CHALLENGE A >>
In the passage on the Guantánamo military commission trial, reproduce word for word the stretch from "Now here’s a" through "with complete silence.".

Postby Penta » Tue Oct 28, 2008 6:39 pm

October 28, 2008

Big Problems for Prosecutors

The Empty Chair at Guantánamo

By ANDY WORTHINGTON

Now here’s a problem that anyone with half a brain could have seen coming. On Monday the second trial by Military Commission at Guantánamo -- in other words, the second US “war crimes” trial since the Second World War, following the underwhelming trial of Salim Hamdan this summer -- opened not with a bang, and not even with a whimper, but with complete silence.

The defendant, Ali Hamza al-Bahlul, a 39-year old Yemeni, is accused of working as al-Qaeda’s “media director” and being a bodyguard for Osama bin Laden. He has, moreover, accepted in pre-trial hearings that he is a member of al-Qaeda, and his prosecution should, therefore, have been an opportunity for the administration to demonstrate that the “War on Terror” -- for the most part, a brutal, law-shredding fishing expedition -- has at least produced one success for the Commissions’ architects (Vice President Dick Cheney and his chief of staff David Addington) to trumpet before next week’s Presidential elections.

CHALLENGE B >>
In the dataset rows below, quote the stretch from the line containing "Target: shelf board" through the line containing "POLYGON ((180 255, 184", and nothing else.

[Dataset items]
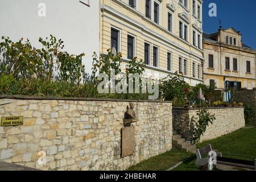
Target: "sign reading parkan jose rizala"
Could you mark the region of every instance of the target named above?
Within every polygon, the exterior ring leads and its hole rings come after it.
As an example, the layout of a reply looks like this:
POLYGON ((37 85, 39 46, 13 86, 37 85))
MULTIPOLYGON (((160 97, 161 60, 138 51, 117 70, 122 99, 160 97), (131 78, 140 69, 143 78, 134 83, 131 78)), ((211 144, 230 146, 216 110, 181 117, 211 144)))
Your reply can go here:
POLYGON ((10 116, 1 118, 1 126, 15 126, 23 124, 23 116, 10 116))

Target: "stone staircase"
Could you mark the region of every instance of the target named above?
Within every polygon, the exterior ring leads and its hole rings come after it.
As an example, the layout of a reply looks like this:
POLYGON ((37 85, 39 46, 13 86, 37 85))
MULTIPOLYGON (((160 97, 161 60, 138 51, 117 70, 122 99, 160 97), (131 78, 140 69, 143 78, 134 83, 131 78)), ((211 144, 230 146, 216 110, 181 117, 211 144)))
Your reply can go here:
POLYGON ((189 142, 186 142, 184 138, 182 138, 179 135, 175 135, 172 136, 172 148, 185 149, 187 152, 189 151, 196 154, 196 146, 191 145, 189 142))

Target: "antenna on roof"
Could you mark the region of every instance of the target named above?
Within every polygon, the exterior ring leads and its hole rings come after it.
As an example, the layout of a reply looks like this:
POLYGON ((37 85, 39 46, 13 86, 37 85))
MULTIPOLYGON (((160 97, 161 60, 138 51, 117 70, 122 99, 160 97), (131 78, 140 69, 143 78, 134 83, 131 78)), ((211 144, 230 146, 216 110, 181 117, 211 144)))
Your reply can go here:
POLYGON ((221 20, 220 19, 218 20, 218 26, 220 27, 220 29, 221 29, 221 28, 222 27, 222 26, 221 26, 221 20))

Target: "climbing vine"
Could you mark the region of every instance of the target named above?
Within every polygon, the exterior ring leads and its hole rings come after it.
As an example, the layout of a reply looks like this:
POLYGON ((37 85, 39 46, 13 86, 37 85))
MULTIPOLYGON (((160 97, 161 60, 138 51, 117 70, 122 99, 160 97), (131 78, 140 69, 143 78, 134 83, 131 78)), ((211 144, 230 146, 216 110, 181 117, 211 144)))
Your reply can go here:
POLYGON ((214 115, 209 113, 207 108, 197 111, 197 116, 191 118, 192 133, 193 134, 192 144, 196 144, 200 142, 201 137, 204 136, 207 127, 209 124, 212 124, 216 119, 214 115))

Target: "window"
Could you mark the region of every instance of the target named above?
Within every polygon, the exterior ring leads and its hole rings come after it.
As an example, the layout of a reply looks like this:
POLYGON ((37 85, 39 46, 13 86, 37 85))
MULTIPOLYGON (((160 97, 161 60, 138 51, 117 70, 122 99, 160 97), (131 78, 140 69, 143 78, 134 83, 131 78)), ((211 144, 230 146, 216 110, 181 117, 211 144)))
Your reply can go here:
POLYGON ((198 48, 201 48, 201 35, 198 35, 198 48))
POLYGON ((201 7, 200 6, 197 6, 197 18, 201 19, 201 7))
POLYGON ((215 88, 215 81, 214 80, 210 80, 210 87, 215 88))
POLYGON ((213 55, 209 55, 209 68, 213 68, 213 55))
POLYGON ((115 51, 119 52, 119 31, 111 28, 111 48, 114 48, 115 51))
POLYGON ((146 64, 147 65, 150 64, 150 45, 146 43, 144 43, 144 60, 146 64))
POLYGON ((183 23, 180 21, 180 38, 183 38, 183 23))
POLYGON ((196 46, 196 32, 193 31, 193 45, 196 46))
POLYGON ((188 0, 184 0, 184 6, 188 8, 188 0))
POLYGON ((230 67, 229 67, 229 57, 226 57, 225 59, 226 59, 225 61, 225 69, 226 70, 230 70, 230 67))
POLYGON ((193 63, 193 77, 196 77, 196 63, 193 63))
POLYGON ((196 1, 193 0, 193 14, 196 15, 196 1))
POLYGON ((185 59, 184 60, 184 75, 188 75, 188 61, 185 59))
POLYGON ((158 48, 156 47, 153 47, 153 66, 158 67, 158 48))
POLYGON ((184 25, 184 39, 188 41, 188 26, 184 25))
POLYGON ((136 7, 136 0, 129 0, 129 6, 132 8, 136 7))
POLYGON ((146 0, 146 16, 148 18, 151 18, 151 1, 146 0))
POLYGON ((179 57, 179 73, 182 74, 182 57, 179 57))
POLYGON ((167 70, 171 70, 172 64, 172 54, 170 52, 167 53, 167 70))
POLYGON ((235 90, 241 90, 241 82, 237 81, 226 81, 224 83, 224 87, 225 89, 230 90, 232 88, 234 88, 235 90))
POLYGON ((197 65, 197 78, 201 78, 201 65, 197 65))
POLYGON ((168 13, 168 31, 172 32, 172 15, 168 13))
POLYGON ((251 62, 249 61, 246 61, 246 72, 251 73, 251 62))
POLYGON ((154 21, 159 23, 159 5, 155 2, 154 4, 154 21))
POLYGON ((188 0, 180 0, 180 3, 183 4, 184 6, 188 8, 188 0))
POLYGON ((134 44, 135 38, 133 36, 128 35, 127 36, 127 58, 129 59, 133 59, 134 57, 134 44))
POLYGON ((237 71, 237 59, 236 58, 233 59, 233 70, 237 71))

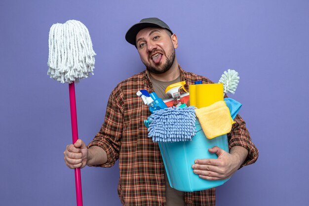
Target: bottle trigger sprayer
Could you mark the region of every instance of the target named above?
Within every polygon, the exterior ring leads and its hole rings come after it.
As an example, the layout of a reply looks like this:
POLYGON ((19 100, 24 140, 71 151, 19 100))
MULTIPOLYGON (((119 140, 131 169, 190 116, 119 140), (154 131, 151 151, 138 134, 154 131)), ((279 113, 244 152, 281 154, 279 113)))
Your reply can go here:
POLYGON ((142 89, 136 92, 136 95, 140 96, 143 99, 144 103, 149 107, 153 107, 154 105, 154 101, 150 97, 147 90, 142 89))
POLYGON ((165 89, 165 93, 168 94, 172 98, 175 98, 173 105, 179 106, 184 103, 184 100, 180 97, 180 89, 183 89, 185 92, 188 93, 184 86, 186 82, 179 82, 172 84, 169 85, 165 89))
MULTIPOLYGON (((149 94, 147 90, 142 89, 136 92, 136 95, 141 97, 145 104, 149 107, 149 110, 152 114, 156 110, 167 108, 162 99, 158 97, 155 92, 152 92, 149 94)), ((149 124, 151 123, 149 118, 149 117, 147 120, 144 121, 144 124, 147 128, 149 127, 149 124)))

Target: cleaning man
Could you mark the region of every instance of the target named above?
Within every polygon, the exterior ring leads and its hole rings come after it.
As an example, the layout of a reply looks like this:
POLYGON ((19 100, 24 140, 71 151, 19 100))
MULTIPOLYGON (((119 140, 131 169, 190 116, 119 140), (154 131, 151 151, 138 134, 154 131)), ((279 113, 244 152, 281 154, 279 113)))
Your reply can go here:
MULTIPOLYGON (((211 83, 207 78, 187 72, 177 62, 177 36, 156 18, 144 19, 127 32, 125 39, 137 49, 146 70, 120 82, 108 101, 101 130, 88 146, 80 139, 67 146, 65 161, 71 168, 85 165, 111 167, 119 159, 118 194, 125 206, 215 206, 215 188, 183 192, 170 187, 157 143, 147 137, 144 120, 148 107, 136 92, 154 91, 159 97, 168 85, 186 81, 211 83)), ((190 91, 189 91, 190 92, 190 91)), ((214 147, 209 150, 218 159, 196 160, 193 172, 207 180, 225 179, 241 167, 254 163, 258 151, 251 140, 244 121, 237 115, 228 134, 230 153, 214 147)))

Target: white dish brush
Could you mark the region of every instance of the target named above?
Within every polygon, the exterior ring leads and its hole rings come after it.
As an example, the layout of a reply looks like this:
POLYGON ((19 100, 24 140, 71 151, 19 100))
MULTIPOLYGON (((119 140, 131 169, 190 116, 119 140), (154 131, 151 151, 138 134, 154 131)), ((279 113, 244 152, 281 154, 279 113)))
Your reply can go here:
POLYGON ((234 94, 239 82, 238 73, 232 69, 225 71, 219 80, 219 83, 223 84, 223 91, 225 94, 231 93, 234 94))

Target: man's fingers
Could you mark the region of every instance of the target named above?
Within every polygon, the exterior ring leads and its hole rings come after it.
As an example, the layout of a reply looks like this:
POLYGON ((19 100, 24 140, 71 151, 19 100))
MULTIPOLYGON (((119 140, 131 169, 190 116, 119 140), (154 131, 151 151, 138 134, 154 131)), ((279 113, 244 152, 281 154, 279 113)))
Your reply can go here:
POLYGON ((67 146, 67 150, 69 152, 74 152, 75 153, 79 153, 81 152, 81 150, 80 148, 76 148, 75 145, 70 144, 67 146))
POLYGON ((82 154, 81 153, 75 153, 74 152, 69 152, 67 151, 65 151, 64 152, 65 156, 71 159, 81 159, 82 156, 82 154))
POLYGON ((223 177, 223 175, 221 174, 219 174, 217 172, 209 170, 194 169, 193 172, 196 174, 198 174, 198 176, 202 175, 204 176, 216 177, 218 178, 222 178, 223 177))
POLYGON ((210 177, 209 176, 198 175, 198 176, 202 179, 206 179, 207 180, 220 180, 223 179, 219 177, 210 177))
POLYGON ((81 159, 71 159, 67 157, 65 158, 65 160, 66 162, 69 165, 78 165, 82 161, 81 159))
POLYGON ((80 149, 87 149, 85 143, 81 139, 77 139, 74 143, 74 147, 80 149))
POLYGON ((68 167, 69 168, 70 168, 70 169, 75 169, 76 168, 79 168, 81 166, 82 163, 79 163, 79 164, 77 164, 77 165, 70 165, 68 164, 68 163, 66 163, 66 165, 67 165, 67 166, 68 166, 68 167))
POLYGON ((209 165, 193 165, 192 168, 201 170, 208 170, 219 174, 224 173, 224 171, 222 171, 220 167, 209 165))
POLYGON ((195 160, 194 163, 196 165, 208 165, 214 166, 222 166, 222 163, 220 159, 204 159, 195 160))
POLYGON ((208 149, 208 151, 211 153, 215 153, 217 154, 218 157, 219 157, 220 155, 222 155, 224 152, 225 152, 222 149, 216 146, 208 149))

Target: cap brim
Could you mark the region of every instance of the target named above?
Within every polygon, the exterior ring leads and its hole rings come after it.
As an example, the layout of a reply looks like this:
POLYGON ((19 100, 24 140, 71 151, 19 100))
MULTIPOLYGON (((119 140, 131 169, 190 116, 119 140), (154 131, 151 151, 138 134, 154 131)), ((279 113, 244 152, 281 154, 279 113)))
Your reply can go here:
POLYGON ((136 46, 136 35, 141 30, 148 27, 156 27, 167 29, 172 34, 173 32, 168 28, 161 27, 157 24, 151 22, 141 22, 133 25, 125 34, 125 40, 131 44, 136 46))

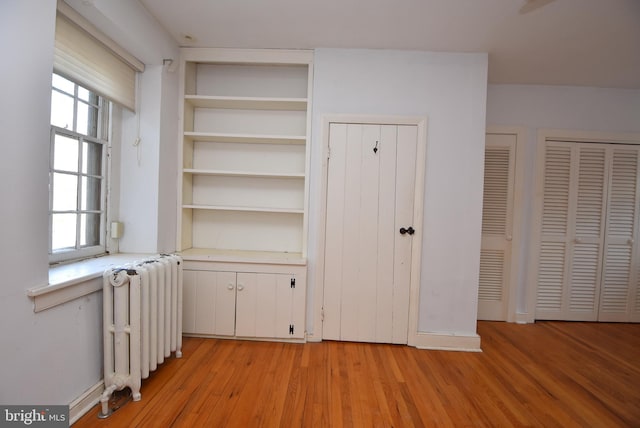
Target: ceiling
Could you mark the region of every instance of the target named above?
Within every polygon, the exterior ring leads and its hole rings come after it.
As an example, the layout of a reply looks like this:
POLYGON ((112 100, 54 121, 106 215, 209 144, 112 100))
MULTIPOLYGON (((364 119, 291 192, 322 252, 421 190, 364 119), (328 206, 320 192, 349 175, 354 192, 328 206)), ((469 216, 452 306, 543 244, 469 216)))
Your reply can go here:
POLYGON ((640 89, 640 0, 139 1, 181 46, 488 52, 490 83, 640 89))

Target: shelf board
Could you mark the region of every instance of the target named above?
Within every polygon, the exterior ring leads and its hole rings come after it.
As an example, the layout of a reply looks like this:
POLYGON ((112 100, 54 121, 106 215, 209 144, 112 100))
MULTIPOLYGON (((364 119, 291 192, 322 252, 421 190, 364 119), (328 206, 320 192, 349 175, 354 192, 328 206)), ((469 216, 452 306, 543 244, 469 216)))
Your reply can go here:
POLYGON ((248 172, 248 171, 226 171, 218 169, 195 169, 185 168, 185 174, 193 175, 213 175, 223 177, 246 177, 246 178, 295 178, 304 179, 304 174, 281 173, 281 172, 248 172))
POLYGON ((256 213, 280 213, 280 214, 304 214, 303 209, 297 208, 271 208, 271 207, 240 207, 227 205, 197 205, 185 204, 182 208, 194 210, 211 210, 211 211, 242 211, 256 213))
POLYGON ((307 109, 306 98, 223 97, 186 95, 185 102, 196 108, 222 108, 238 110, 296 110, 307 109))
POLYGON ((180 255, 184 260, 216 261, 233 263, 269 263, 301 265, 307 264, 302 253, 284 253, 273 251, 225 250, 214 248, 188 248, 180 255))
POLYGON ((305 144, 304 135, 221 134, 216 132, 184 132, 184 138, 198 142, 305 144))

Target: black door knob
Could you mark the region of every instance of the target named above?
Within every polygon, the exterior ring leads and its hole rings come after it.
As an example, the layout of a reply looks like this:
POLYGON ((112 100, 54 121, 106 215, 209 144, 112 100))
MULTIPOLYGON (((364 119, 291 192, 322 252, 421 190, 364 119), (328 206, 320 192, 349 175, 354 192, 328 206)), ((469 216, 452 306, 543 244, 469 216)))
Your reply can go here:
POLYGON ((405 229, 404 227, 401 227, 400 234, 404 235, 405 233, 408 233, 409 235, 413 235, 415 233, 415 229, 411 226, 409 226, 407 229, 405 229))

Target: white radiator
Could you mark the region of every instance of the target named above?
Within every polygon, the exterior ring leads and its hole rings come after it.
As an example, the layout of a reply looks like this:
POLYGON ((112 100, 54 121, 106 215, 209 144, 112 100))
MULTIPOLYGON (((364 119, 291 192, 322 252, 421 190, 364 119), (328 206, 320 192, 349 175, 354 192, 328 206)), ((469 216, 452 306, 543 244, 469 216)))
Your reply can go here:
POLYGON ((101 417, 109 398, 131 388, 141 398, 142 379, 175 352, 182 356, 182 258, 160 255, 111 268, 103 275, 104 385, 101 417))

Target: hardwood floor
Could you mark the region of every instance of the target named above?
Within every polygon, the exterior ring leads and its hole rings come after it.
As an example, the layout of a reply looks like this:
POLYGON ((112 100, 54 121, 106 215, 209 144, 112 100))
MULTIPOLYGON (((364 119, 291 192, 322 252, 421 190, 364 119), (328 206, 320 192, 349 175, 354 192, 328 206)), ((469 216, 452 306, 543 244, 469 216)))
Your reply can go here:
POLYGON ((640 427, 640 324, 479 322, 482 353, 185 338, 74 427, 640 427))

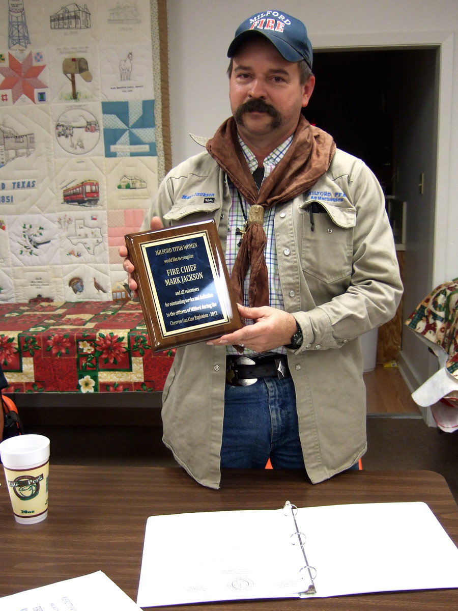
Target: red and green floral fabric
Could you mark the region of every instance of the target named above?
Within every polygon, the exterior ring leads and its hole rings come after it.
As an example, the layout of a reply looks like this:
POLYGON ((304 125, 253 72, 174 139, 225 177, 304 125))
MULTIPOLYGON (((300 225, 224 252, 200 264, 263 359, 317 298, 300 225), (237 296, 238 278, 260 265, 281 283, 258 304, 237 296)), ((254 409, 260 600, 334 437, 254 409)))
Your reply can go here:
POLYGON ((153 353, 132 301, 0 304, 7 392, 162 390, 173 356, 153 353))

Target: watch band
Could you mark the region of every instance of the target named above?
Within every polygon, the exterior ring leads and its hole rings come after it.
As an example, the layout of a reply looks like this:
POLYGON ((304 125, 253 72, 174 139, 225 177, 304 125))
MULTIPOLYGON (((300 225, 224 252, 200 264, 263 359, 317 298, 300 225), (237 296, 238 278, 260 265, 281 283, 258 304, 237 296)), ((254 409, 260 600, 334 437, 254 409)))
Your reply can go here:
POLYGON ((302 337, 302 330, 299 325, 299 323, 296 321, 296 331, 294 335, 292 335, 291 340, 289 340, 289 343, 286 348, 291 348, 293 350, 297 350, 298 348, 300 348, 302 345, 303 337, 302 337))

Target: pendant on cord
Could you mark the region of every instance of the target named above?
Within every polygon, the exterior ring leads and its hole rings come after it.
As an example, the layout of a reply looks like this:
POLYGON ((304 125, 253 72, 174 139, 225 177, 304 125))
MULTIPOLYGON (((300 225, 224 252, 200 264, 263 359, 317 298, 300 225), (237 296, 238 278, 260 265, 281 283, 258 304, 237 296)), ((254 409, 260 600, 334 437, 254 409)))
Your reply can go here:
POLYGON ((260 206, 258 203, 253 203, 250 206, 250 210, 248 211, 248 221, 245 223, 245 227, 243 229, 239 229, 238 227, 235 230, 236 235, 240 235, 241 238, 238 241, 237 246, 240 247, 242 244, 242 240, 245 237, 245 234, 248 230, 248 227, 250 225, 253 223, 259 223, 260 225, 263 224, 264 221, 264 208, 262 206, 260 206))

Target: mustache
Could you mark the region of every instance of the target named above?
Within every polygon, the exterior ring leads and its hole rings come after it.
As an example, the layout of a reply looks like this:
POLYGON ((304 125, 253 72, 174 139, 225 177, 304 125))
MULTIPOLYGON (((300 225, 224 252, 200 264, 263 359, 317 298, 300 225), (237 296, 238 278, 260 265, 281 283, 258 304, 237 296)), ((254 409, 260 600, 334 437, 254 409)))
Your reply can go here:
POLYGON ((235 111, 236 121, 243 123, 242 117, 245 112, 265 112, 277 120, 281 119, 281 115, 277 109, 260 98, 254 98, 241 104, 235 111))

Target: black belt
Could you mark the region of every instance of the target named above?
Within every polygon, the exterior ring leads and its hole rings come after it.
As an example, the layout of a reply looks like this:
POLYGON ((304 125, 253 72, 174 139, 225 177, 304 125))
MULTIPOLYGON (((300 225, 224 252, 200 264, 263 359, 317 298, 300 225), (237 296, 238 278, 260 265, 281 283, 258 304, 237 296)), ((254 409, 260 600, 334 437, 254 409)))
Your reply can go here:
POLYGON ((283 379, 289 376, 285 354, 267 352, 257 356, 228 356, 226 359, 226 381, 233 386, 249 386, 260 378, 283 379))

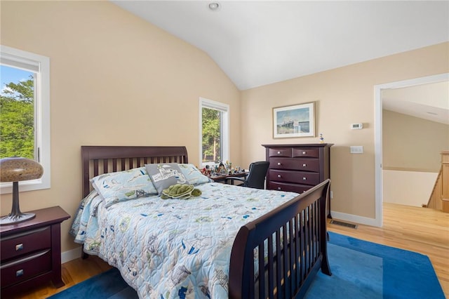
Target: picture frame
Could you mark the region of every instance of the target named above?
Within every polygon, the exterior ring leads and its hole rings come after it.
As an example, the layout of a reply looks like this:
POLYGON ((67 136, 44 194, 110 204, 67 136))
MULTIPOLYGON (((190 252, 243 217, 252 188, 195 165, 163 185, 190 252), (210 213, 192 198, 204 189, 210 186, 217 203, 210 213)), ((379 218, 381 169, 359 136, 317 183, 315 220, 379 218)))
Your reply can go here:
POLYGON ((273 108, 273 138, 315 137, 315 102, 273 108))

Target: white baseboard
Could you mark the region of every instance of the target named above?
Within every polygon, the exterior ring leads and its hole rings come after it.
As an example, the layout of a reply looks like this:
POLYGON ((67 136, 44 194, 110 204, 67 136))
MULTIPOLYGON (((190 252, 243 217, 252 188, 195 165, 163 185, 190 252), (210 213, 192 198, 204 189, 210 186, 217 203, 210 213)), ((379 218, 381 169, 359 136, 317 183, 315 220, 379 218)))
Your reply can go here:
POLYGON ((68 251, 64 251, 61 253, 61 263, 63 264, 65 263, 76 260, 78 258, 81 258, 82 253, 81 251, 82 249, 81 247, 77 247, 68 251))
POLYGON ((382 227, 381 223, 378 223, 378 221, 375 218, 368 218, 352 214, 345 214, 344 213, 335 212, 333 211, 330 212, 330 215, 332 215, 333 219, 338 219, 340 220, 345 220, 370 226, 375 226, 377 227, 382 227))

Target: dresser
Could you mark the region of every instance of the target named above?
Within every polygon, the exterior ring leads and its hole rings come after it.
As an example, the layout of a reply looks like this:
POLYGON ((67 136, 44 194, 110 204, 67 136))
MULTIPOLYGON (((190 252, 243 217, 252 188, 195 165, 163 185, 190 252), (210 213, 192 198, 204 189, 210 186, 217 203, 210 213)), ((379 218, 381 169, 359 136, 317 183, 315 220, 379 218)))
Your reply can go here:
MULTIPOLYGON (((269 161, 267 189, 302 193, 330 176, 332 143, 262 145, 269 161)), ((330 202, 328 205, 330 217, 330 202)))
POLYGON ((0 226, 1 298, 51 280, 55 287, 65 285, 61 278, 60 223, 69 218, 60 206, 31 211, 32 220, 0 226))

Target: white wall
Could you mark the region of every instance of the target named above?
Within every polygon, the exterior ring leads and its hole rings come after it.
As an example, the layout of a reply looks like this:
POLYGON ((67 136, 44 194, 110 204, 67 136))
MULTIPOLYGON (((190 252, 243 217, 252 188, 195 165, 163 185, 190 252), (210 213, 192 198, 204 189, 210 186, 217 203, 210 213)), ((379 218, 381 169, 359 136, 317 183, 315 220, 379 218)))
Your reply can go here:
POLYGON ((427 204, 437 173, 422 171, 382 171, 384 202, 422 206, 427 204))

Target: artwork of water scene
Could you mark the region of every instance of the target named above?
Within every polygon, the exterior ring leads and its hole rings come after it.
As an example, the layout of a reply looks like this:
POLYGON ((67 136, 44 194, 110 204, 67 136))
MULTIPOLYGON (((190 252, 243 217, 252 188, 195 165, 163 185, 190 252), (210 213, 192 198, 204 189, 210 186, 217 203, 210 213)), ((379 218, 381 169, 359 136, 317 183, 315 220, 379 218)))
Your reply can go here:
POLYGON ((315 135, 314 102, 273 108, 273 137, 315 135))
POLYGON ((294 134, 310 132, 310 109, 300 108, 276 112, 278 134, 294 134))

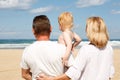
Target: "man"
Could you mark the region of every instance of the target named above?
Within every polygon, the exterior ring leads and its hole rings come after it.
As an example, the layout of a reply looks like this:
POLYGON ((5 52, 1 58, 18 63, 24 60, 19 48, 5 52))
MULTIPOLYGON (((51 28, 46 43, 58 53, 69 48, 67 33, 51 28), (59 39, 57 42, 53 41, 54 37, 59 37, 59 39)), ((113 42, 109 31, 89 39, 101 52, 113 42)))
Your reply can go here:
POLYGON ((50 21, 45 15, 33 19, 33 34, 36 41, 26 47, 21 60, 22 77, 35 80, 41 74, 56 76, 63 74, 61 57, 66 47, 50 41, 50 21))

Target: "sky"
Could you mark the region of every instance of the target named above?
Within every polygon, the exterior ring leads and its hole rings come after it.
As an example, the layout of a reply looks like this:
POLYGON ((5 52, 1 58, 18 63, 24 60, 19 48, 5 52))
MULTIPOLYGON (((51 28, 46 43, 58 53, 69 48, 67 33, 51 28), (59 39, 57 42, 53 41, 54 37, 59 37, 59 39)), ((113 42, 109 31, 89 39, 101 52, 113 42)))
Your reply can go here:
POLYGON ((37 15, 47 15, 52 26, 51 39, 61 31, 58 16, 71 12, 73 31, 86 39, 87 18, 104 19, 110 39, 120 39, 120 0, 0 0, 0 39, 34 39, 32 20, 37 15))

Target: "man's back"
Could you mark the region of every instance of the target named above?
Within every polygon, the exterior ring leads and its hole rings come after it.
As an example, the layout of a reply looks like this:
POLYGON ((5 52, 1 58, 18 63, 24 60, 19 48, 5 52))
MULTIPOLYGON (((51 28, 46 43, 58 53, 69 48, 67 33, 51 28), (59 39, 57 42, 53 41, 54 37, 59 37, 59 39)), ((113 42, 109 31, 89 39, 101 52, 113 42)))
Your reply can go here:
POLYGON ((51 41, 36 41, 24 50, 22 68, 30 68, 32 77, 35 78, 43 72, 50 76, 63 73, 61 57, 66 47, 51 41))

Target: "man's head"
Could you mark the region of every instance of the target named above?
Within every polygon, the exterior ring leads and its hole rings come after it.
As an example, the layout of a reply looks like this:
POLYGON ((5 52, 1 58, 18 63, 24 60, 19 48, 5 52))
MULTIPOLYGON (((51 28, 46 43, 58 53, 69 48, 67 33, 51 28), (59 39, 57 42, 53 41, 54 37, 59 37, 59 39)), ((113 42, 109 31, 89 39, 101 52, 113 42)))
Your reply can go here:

FULL SOLUTION A >>
Now here’s a problem that anyone with half a brain could have seen coming. On Monday the second trial by Military Commission at Guantánamo -- in other words, the second US “war crimes” trial since the Second World War, following the underwhelming trial of Salim Hamdan this summer -- opened not with a bang, and not even with a whimper, but with complete silence.

FULL SOLUTION B >>
Target: shelf board
Could you mark the region of every instance of the target named above?
Within every polygon, the exterior ring leads and its hole rings come after it.
As an example, the layout of a reply looks like this:
POLYGON ((112 100, 54 121, 106 215, 209 144, 112 100))
MULTIPOLYGON (((364 119, 291 192, 322 252, 421 190, 364 119), (328 206, 320 192, 349 175, 354 192, 328 206)), ((469 216, 452 306, 543 244, 469 216)))
Your reply can go here:
POLYGON ((248 172, 248 171, 226 171, 218 169, 195 169, 185 168, 185 174, 193 175, 213 175, 223 177, 246 177, 246 178, 295 178, 304 179, 304 174, 281 173, 281 172, 248 172))
POLYGON ((256 213, 280 213, 280 214, 304 214, 303 209, 297 208, 271 208, 271 207, 240 207, 227 205, 197 205, 185 204, 182 208, 194 210, 211 210, 211 211, 242 211, 256 213))
POLYGON ((307 109, 306 98, 223 97, 186 95, 185 102, 196 108, 222 108, 238 110, 296 110, 307 109))
POLYGON ((180 255, 184 260, 216 261, 233 263, 269 263, 301 265, 307 264, 302 253, 284 253, 273 251, 225 250, 214 248, 188 248, 180 255))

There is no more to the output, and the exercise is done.